Take the line that has "One dot per instance of the seat pad" in it and every line after it to the end of the entries, and reproduce them exactly.

Data excerpts>
____________________
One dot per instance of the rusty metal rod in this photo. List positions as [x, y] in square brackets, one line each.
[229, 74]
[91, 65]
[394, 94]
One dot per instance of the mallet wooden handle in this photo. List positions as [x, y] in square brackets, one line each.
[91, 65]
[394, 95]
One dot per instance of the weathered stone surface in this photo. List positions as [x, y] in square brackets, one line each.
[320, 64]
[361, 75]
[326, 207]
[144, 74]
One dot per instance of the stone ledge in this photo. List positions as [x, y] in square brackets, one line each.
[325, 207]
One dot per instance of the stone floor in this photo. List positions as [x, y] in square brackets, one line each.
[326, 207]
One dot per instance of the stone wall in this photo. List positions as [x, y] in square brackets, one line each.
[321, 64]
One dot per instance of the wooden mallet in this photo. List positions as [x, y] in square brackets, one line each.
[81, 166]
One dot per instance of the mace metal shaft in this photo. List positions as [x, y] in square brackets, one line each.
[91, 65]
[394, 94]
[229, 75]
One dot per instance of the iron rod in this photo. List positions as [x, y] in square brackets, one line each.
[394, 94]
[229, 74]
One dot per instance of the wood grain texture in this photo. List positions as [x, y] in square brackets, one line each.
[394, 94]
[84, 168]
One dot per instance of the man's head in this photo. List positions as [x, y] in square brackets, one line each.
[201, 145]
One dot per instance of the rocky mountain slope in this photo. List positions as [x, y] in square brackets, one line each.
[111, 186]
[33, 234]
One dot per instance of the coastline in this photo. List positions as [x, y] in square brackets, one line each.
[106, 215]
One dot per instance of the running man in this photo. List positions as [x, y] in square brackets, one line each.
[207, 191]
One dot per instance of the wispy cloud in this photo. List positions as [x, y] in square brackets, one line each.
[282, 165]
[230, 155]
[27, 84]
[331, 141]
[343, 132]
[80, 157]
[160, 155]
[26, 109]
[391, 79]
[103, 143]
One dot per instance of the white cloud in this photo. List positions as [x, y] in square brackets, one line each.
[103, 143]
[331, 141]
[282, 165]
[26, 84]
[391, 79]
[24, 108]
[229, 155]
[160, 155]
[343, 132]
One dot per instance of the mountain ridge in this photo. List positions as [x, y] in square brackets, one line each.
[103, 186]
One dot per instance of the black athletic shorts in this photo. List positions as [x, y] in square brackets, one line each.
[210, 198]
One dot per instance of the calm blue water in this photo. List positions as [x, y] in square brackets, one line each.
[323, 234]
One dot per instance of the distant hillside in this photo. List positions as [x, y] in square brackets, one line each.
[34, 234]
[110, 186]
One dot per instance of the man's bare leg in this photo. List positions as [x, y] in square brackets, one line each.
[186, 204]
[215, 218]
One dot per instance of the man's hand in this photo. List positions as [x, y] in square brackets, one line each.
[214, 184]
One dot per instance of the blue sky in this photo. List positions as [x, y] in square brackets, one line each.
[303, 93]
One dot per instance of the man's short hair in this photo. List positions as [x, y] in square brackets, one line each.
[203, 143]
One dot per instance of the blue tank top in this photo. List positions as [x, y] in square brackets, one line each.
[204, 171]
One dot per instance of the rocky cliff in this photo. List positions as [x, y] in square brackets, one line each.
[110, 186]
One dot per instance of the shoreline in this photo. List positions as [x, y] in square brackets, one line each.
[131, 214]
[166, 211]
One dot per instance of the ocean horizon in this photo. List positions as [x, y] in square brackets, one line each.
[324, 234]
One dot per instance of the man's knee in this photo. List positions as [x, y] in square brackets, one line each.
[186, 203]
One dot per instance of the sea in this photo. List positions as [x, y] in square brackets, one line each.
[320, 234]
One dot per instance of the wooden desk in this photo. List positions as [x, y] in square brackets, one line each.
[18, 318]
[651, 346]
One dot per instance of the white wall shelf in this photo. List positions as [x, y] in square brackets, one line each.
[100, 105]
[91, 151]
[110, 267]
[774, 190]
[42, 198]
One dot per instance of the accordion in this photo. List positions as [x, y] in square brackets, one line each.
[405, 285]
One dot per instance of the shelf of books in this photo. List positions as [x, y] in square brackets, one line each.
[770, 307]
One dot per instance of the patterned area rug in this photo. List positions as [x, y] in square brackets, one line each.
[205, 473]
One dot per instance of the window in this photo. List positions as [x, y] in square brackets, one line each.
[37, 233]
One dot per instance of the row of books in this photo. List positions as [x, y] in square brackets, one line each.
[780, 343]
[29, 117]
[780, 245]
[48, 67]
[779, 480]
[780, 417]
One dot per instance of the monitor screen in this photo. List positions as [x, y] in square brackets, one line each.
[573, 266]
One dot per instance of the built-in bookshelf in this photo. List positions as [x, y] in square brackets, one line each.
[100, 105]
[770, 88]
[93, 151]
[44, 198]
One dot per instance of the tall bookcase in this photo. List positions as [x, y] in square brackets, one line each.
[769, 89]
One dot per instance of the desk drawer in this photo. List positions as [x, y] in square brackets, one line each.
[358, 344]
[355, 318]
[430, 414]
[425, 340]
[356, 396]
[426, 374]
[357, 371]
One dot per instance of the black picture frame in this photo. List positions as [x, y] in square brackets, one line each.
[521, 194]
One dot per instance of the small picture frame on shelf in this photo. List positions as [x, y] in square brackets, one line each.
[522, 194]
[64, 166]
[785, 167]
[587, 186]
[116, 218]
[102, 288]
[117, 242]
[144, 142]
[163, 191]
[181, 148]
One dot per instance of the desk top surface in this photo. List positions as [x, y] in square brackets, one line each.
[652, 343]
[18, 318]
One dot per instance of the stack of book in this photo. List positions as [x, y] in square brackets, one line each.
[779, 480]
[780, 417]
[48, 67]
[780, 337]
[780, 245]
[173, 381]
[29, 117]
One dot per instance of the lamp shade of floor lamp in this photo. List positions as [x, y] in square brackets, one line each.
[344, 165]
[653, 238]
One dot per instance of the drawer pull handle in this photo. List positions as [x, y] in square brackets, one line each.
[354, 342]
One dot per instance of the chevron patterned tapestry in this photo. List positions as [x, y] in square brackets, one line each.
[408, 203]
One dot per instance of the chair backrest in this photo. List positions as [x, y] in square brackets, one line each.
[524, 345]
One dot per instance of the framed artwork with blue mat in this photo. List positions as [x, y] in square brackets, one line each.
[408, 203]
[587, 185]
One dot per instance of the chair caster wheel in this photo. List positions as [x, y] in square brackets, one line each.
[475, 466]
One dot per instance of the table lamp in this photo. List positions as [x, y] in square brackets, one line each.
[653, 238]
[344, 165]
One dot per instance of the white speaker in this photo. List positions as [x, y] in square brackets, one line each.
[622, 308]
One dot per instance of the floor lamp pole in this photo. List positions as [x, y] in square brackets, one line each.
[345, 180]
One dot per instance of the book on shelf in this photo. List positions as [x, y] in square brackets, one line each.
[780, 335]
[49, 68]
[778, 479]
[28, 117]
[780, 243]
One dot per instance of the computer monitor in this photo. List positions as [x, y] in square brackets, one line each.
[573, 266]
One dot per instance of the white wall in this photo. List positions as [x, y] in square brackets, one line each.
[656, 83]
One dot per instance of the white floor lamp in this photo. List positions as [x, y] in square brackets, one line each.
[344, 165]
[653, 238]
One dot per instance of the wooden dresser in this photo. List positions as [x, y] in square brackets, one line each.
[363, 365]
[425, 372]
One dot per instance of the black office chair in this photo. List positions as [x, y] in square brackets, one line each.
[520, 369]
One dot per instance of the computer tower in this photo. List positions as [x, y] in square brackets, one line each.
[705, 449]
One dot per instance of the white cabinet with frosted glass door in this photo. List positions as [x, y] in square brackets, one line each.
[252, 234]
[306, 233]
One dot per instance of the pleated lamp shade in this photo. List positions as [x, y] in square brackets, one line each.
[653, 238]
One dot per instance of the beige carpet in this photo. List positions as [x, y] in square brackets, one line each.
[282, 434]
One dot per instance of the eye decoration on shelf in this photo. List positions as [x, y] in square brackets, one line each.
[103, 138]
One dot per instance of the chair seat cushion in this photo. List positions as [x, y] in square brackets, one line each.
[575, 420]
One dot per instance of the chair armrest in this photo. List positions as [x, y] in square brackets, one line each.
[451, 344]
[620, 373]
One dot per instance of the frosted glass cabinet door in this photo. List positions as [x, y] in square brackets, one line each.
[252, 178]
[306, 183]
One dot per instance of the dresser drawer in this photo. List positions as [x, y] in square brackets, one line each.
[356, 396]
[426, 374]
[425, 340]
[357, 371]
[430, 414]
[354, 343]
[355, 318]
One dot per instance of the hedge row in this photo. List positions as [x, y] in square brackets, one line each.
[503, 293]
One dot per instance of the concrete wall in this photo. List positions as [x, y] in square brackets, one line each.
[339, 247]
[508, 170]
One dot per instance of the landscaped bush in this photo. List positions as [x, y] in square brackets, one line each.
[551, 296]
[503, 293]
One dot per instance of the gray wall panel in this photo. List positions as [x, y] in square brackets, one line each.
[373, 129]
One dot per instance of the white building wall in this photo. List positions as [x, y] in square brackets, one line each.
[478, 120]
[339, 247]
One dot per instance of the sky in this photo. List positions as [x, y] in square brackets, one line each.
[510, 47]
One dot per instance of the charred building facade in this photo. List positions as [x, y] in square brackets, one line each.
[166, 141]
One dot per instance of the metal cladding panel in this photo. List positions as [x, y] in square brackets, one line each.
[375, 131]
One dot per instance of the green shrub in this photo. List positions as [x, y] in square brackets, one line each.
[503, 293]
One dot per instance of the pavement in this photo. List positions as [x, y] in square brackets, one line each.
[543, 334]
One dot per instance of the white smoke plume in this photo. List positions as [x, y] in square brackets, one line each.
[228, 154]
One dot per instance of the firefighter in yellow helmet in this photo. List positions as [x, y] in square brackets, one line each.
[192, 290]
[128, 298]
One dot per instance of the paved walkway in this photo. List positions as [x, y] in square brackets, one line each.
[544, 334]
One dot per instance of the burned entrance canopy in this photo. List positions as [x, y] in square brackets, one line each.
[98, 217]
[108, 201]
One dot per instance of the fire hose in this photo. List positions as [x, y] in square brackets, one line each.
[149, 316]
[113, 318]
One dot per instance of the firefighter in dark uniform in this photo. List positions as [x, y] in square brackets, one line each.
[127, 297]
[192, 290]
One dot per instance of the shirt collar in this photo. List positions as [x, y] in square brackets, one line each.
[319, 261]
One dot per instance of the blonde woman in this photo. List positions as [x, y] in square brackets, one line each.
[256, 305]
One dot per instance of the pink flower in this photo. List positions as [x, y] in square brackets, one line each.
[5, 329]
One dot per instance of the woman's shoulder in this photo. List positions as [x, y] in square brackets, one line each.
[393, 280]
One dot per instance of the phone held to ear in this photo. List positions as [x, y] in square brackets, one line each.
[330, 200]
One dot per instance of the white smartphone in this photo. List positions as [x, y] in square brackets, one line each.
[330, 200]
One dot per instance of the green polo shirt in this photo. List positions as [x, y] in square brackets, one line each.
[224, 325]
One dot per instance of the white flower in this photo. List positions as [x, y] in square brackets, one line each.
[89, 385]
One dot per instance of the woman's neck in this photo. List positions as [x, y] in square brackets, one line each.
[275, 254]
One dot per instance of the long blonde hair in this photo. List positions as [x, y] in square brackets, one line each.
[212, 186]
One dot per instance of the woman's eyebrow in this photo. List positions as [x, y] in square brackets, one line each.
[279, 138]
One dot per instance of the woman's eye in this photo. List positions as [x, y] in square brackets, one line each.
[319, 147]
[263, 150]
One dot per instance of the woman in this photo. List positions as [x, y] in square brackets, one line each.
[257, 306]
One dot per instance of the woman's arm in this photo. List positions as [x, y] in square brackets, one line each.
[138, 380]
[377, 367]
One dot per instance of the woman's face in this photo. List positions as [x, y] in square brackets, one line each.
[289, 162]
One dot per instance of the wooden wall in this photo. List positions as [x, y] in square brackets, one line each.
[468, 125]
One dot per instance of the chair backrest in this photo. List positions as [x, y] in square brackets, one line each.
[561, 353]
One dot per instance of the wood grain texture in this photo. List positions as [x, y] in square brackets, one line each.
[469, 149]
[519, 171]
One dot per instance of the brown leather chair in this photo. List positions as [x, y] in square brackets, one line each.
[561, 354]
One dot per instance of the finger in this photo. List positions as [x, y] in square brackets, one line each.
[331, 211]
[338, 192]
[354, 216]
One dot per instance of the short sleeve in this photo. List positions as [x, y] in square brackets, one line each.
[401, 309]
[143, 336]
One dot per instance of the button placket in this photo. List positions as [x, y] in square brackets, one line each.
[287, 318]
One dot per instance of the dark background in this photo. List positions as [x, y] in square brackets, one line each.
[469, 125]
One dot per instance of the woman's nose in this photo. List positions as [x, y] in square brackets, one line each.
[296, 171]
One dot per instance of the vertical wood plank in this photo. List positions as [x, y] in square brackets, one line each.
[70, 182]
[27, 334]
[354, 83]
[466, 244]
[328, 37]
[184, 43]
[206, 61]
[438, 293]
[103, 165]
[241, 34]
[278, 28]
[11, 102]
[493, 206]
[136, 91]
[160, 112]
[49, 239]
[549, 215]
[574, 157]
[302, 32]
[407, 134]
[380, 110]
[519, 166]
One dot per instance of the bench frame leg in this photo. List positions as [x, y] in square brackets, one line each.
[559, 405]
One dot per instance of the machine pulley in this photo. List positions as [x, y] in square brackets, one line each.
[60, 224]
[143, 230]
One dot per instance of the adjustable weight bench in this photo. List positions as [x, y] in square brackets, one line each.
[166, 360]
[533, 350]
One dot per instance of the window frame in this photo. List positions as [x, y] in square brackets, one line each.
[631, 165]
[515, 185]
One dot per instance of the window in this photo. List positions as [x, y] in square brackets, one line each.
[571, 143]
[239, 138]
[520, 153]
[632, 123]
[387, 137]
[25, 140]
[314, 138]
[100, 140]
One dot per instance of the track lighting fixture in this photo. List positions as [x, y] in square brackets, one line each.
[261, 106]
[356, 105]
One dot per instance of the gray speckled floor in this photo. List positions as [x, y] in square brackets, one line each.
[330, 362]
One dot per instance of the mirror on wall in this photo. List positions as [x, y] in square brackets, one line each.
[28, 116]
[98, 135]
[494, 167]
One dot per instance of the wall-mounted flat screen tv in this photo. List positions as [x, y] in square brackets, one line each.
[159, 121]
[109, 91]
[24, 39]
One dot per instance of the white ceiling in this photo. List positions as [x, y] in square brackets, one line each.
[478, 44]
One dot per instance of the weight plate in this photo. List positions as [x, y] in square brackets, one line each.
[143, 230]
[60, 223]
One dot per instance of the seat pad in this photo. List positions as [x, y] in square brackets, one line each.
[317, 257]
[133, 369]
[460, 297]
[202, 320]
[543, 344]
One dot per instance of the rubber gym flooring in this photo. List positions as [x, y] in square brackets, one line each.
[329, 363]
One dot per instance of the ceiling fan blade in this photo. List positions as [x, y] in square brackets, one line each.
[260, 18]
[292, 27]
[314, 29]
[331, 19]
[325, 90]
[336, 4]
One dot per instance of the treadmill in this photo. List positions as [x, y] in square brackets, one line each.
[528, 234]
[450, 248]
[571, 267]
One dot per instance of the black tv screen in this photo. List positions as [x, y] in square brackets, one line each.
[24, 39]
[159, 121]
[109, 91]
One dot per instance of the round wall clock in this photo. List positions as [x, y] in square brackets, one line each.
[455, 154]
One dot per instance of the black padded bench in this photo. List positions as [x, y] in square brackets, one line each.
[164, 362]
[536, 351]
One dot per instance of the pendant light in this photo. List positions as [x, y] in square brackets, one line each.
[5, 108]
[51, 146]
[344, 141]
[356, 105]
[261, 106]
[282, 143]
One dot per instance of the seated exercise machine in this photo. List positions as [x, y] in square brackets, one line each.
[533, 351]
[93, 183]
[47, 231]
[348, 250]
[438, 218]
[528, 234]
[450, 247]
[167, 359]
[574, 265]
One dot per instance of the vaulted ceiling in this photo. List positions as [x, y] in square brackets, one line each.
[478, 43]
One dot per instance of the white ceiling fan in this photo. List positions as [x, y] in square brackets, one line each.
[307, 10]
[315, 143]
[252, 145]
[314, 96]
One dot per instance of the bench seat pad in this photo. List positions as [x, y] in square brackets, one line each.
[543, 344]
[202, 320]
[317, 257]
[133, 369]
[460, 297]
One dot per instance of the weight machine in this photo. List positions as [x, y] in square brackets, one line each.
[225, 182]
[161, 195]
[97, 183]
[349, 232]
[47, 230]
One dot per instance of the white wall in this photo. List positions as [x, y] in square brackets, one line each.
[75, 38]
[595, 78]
____________________
Exercise answer>
One dot per instance of the seat pad in this photo. List positions as [x, y] in square brackets, one line each.
[317, 257]
[133, 369]
[460, 297]
[202, 320]
[543, 344]
One dot per instance of the rubber gym flooring in this photo. List positions as [x, y] in square brackets, one line each.
[329, 363]
One dot per instance of the ceiling fan blade in this photo. List positions as [x, y] in square brackets, one line each.
[260, 18]
[292, 27]
[314, 29]
[331, 19]
[325, 90]
[336, 4]
One dot per instance of the treadmill in this photo. List positions as [x, y] in square brackets, one line each.
[528, 234]
[450, 248]
[571, 267]
One dot per instance of the black tv screen in this photo. List positions as [x, y] in square brackets, one line each.
[24, 39]
[159, 121]
[109, 91]
One dot per instance of the round wall clock in this photo. List positions as [x, y] in square brackets, one line each.
[455, 154]
One dot per instance of the black padded bench in this photo. List positions as [x, y] in square brackets, one line each.
[164, 362]
[536, 351]
One dot per instance of the pendant light in this photo. List positions as [x, y] in square brackets, one line each.
[5, 108]
[51, 146]
[344, 141]
[356, 105]
[261, 106]
[282, 143]
One dot per instance of the seated exercise machine in this photo. List positions as [x, y] in square brackets, one line each.
[533, 351]
[93, 183]
[47, 231]
[348, 250]
[438, 218]
[528, 234]
[450, 247]
[167, 359]
[574, 265]
One dot per instance of the vaulted ceiling in this photo. List positions as [x, y] in square brackets, one line each.
[478, 43]
One dot per instance of the white ceiling fan in this photo. List positions as [x, y] in square brackets, one line each.
[307, 10]
[315, 143]
[252, 145]
[314, 96]
One dot per instance of the bench seat pad in this photo. List positions as [x, y] in square brackets, one line each.
[543, 344]
[202, 320]
[317, 257]
[133, 369]
[460, 297]
One dot per instance of the weight machine in this photo. List positions as [x, y] in square brackets, one line each.
[225, 182]
[161, 195]
[97, 183]
[349, 232]
[47, 230]
One dot per instance of the white wall in this photo. List positions as [x, y] in square brackets, one line each.
[75, 38]
[595, 78]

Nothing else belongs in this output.